What is needed: In the PHP meeting notes, who prepares the patch for the new foreach syntax with list()?

Extracted text:
4.3 ifsetor() as "replacement" for $foo = isset($foo) ? $foo : "something else"

Issue: Many people requested the "ifsetor()" operator that can set a variables default value if it was not set before, akin to:

// If $_GET['foo'] is set, then its value will be assigned to $foo,
// otherwise 42 will be assigned to $foo.
$foo = ifsetor($_GET['foo'], 42);


The name for this new operator is heavily disputed and we could not agree on a decent name for it. As this operator is most often used for setting default values for input variables we do need some kind of functionality here.

Instead of implementing ifsetor() we remove the requirement for the "middle" parameter to the ?: operator. The middle parameter then defaults to the first one. If the first parameter is not set, then we will still throw an E_NOTICE. An example on how that might work:

// Evaluates to $_GET['foo'] if it's not set (with a notice) or false. It
// evaluates to 42 if $_GET['foo'] evaluates to true.
$foo = $_GET['foo'] ?: 42;

// Evaluates to "true" if $blå equals 42 and it evaluates to 54 otherwise.
$blå = $blå == 42 ?: 54;

$bar = bar() ?: 9;

In combination with the new input_filter extension you then reach the original goal of setting a default value to a non-set input variable with:

$blahblah = input_filter_get(GET, 'foo', FL_INT) ?: 42;

If the input filter's logical filters (prefixed with FL) do not detect the correct type, the value will be false. If it's false, then the above expression assigns 42 to $blahblah.


  1. We drop the middle value for the ?: operator.
  2. We did not agree on the implementation of ifsetor().

4.4 Allow foreach syntax for multi-dimensional arrays

Issue: There was a suggestion to allow the following construct:

foreach( $array as $k => list($a, $b))

Discussion: Currently the way on how to implement this is with the following code:

$a = array(array(1, 2), array(3, 4));
foreach( $a as $k => $v) {
        list($a, $b) = $v;

So it is not really required to implement this functionality. But we seemed it useful enough to include this new syntax in PHP 6. This means that the above example can now be written as:

$a = array(array(1, 2), array(3, 4));
foreach( $a as $k => list($a, $b)) {


  1. We add this syntax, and Andrei prepares a patch.

4.5 Cleanup for {} vs. []

Issue: Currently you can use both {} and [] to access both a certain character in a string and array elements. The suggestion is to make {} only work on strings and add substr() functionality to it, and to make [] only work on arrays.

Discussion: Although we deprecated (through the manual) the use of [] for string indexes, a lot of people still do not use this. And internally there is absolutely no difference between {} and []. Having two syntaxes for the same thing makes no sense, and getting rid of [] would break all sorts of stuff. The original reason for the {} was a technical one to simplify the parser, but the landscape has changed and that reason no longer exists.

Material:
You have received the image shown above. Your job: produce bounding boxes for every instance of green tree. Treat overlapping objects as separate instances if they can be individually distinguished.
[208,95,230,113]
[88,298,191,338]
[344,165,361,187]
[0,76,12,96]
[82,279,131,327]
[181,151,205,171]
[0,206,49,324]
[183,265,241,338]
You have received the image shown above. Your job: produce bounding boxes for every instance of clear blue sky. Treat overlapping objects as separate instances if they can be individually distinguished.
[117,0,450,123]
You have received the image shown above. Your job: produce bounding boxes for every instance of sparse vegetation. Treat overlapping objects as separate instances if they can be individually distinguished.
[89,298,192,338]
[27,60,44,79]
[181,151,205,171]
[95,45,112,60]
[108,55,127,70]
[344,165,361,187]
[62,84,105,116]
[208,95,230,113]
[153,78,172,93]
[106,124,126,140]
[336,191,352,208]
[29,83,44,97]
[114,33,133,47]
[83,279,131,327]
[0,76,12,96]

Final answer: Andrei